───── TEXT SECTION ─────

Visit the Special Collections Exhibit: Depicting Dante

The image depicts Dante and Virgil beset by demons, passing through Hell, illustration by Gustave Doré of Dante's Inferno (The Divine Comedy).
View Depicting Dante: The Divine Comedy in Book Art and Illustration, on display at the entrance to Special Collections, on the 7th floor of the W.A.C. Bennett Library.

About the exhibit

Special Collections and Rare Books is pleased to feature an exhibition of art and book illustrations inspired by Dante's The Divine Comedy, in commemoration of the 700th anniversary of Dante’s death.

Portrait of Dante Alighieri
Portrait of Dante, after Raphael Morghen. Engraving by R. Young.

Dante Alighieri

Dante Alighieri (1265–1321), the Italian poet whose great allegory The Divine Comedy has exerted a profound effect on Western literature and thought, was born in Florence in May 1265. He came from a noble—though impoverished—family, descendants from the city's Roman founders, and probably received his early schooling from the Franciscans and the Dominicans. The aristocratic poet, Guido Cavalcanti, was a significant mentor of Dante and strongly influenced his early work. For the young Dante, writing poetry became an important expression of his passion for art and learning, and of his abiding concern with the nature of love and spiritual fulfillment. In 1295, Dante entered public life and emerged within a few years as a prominent figure in Florentine politics. In 1301, however, Dante was banished at once on trumped-up charges of graft, embezzlement, and other transgressions. Later sentenced to death by fire if he returned to Florence, Dante never entered his native city again. Perhaps as early as 1306, Dante began to compose The Divine Comedy. In his final years he was given asylum in Ravenna, where he completed The Divine Comedy shortly before his death in September 1321.

 

 

Celestial rose, illustration by Gustave Doré, Dante is looking towards circles of angels
Celestial Rose: Dante and Beatrice gaze upon the highest Heaven. Engraving by Gustave Doré.

The Divine Comedy

The Divine Comedy (La divina commedia in Italian, and originally named La commedia), is a classical epic poem written in Italian circa 1308–21 by Dante Alighieri. It is considered to be one of the world’s great works of literature and one of the greatest narrative poems in any language. Divided into three major sections, Inferno (Hell), Purgatorio (Purgatory), and Paradiso (Paradise), the narrative traces the journey of the protagonist, Dante himself, from darkness and error to the revelation of the divine light. Inferno is a meditation on evil and evil behaviours; Purgatorio is focused on human nature, how we can overcome our human weakness and transcend the fallen state; and Paradiso centres on goodness, redemption, and virtue.

─────

* **TASKS AND EXERCISES**:
A: Decide whether each statement agrees with the Dante exhibit page. For each, answer yes or no and quote the deciding words from the page. (i) Dante was born in Florence in May 1265. (ii) After being sentenced, Dante went back to Florence. (iii) The exhibit is on the 5th floor of the library.
B: Write the next part of the Dante exhibit page, starting after its last sentence.

───── DATA SECTION ─────

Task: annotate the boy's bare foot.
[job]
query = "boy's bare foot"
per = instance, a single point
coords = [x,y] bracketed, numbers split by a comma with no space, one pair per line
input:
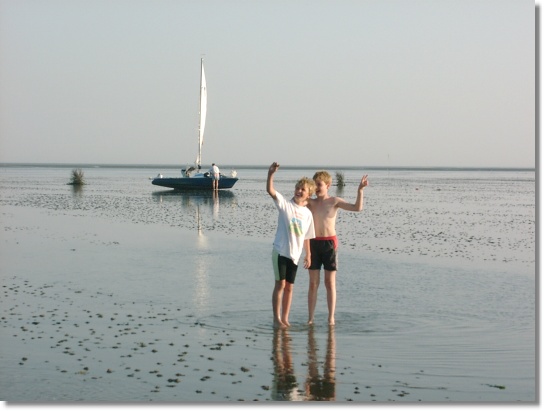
[279,324]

─────

* **RESPONSES FOR EACH TASK**:
A:
(i) Yes: "was born in Florence in May 1265"
(ii) No: "Dante never entered his native city again"
(iii) No: "on the 7th floor of the W.A.C. Bennett Library"

B:
"You shall leave everything you love most dearly:
this is the arrow that the bow of exile
shoots first. You are to know the bitter taste
of others’ bread, how salty it is, and know
how hard a path it is for one who goes
descending and ascending others' stairs…" Paradiso, Canto XVII

 

Jean Lamore, Divina Commedia, representation of the circles of hell, pencil on paper
Divina Commedia: Representation of the circles of hell. Illustration by Jean Lamore.

What's on display

Dante is still relevant today, 700 years after his death, and The Divine Comedy has a lasting influence. Dante's extraordinarily rich, visual imagination has inspired many artists throughout history—from manuscript illuminators in the Middle Ages to contemporary illustrators. The Divine Comedy has been adapted in various media, films, manga books, and video games.

This exhibit looks at the impact The Divine Comedy had on artists, authors, and poets throughout the centuries and is intended to introduce users to some of the most famous illustrations of the poem. It includes a selection of illustrations of The Divine Comedy in SFU Library's Special Collections and Rare Books and features a wide range of artists—from Sandro Boticelli, William Blake, Gustave Doré, to African contemporary artists. The exhibit also features one video game from the Games Collection at Fraser Library (SFU Surrey), Dante's Inferno.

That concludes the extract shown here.